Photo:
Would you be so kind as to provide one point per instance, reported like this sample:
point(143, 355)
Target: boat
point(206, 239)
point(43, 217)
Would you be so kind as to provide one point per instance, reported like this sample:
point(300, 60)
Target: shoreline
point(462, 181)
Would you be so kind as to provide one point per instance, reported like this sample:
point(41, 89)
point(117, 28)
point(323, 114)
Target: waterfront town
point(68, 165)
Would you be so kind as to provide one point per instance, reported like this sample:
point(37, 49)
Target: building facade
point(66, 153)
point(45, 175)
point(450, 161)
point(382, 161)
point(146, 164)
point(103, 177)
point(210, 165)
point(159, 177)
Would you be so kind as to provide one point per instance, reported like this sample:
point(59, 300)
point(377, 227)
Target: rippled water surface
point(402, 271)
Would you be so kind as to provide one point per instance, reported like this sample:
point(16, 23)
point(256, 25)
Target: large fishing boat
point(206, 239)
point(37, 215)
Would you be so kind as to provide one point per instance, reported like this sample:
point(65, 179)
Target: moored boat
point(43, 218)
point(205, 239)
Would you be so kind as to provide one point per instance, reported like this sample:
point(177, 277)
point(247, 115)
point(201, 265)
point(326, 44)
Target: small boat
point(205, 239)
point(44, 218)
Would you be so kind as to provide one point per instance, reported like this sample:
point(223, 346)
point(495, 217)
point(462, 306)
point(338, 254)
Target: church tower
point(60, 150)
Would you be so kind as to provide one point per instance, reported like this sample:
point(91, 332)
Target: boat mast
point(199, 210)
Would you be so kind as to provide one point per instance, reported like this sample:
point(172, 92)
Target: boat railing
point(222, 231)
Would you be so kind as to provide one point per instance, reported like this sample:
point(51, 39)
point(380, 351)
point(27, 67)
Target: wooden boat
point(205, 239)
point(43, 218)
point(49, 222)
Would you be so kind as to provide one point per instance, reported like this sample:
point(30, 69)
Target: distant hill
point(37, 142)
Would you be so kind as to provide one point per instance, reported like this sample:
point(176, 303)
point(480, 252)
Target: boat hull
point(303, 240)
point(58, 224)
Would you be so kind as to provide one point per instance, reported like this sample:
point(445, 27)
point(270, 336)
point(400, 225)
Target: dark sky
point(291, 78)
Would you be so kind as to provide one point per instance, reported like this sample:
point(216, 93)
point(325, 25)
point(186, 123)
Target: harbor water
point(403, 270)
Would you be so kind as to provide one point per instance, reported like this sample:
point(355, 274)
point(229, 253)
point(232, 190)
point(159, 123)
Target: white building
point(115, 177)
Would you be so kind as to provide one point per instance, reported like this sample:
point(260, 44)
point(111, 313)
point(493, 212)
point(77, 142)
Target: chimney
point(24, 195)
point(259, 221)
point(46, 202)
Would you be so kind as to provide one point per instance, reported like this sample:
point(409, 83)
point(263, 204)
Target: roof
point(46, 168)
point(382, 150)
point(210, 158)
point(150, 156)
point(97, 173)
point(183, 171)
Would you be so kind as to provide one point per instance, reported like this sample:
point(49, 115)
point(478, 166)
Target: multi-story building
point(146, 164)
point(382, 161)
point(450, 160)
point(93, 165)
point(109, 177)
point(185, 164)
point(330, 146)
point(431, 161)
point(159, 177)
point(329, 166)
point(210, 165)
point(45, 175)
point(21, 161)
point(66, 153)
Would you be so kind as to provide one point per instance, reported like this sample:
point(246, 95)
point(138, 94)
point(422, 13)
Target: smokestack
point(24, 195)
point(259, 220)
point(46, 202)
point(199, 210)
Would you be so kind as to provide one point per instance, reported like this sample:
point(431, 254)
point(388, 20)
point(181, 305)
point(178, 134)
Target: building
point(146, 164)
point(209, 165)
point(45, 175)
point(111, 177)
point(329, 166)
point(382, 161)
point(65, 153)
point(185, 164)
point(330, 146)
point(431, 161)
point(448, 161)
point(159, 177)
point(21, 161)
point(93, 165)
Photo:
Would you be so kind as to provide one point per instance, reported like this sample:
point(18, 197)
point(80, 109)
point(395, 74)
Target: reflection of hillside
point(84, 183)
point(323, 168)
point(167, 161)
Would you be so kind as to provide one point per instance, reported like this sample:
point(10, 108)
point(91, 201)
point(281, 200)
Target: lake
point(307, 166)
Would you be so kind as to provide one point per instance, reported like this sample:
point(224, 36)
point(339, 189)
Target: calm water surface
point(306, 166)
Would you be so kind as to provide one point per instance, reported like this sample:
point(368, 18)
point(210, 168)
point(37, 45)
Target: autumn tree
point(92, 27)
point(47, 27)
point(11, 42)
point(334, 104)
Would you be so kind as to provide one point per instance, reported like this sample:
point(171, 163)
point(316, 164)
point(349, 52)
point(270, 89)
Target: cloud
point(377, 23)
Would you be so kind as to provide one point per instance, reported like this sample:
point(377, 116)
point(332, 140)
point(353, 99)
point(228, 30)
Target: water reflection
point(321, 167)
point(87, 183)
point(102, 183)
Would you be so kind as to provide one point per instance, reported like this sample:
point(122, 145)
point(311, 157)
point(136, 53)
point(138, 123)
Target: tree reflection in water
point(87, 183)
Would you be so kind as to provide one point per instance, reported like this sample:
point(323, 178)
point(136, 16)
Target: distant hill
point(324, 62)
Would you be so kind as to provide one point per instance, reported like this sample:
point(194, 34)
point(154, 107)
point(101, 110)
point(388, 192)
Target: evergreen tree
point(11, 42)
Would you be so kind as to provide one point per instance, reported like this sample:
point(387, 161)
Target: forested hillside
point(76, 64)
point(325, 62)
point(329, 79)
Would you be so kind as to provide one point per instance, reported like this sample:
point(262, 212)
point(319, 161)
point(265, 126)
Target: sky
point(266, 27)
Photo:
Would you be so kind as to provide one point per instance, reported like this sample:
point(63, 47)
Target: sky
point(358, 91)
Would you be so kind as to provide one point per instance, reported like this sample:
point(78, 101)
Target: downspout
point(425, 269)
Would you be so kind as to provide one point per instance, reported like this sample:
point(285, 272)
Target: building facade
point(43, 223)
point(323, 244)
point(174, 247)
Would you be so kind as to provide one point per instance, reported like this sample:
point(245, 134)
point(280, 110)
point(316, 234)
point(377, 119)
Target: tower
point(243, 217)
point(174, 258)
※
> WORK ITEM: Retype exactly the lines above, from the one with "Target: calm water surface" through the one with "point(228, 30)", inclusive.

> ANSWER SPACE:
Target: calm water surface
point(306, 166)
Would you be so kind as to provide one point per instance, reported like this sample:
point(368, 18)
point(210, 168)
point(37, 45)
Target: autumn tree
point(92, 27)
point(47, 27)
point(11, 42)
point(334, 104)
Would you be so kind as to provide one point per instance, reported like this sample:
point(171, 163)
point(316, 164)
point(349, 52)
point(270, 89)
Target: cloud
point(377, 23)
Would you be so kind as to provide one point per instance, reported like this sample:
point(377, 116)
point(332, 140)
point(353, 99)
point(228, 30)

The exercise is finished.